- TASK 1:
Answer these about the passage on enactive cognition:
(a) In the Merleau-Ponty quotation, what is it impossible to say when the eye and the ear follow an animal in flight?
(b) Which approach does the fourth "E" in the "4E approaches" refer to?
(c) What does Kim Sterelny argue enactive cognition fails to take sufficient account of?
- TASK 2:
Carry on the passage on enactive cognition from where it stops.

** begin DOCUMENT SEGMENT **

The organism cannot properly be compared to a keyboard on which the external stimuli would play and in which their proper form would be delineated for the simple reason that the organism contributes to the constitution of that form … ‘The properties of the object and the intentions of the subject … are not only intermingled; they also constitute a new whole.’ When the eye and the ear follow an animal in flight, it is impossible to say ‘which started first’ in the exchange of stimuli and responses. (Merleau-Ponty 1963: 13, cited by Varela, Thompson and Rosch 1999: 173-174)

Thus, in enactive cognition the perceiving mind would create and constitute an enactment of the surrounding world — ‘the organism both initiates and is shaped by the environment’ (174).

While this view of embodied enactive cognition is indeed promising for the study of creative writing and the making (in this essay) of poetry, other cognitive research does caution for a nuanced approach to enactive cognition: agreeing overall with ‘4E approaches’ (extended, embodied, embedded/distributed, and enactive cognition), Kim Sterelny (2017) also argues that the fourth ‘E’, enactive cognition, by rejecting ‘that the mind is a representation-forming, information-processing system’, does not take sufficient account of the need for practice and skills:

the emphasis on practice, know-how, and plasticity; the importance of external scaffolds; the importance of information pooling and the division of cognitive labor, all explain how we are able to assemble information, organize it in tractable user-friendly ways, and exploit it. (n.p.)

** end DOCUMENT SEGMENT **
** begin DATASET EXCERPT **

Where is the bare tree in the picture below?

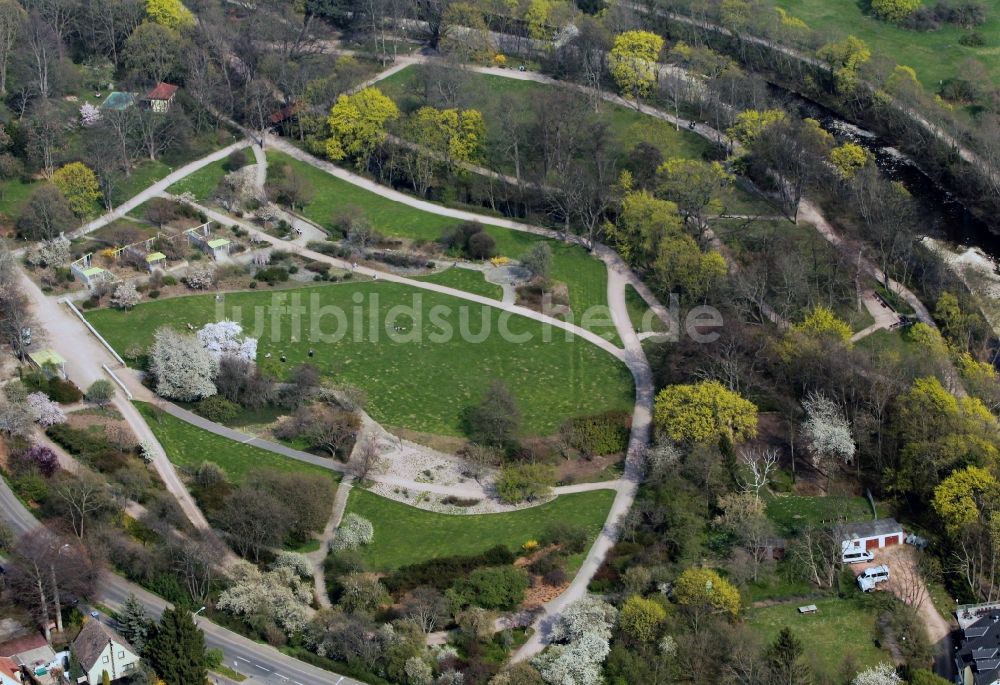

** end DATASET EXCERPT **

- FINAL RESULT 1:
(a) It is impossible to say "which started first" in the exchange of stimuli and responses.
(b) Enactive cognition.
(c) The need for practice and skills.

- FINAL RESULT 2:
Sterelny’s caution actually serves to draw our attention back to the ways in which enactive cognition might produce the creative artefact through the strengths of its perceptual, embodied (sensorimotor and affective) functions and actions. The inclusion of practice and skills allows us to think about the practice of creative writing in this context of cognition in relation to the body and the world, especially when it comes to writing. But I also think Sterelny is right in his criticism of the view that rejects the potential of the mind as a representation-forming system, which is especially salient for making a case for the poetic power of the imagination in an ekphrasis process. The problem of rejecting the mind’s representation-forming capacity (which I am tying to the capacity to imagine) has been noted by other researchers of memory and cognition, in particular, in the ways that memory functions. Examining the interdisciplinary framework of theories of situated cognition in his essay ‘Remembering’ (2009), John Sutton notes a particular challenge:

The challenge arises from the fact that memory often takes us out of the current situation: in remembering episodes or experiences in my personal past, for example, I am mentally transported away from the social and physical setting in which I am currently embedded. Our ability to make psychological contact with events and experiences in the past was one motivation, in classical cognitive science and cognitive psychology, for postulating inner mental representations to hold information across the temporal gap. Theorists of situated cognition thus have to show how such an apparently representation-hungry and decoupled high-level cognitive process may nonetheless be fruitfully understood as embodied, contextualised, and distributed. (217)

Any emphasis on cognition in the writing process of poetry must take imagination and the input into it of memory traces and affective responses that are constitutive of its embodiment, emotions, mind and skills in producing line, form and language. Writing, as enactive cognition, is dependent on and constitutive of embodied skills — those skills that transform the body (the plasticity of the brain, though learning) — and in ekphrasis it is particularly clear how this process also depends on the formative scaffold — the artwork or object — for its conception and development.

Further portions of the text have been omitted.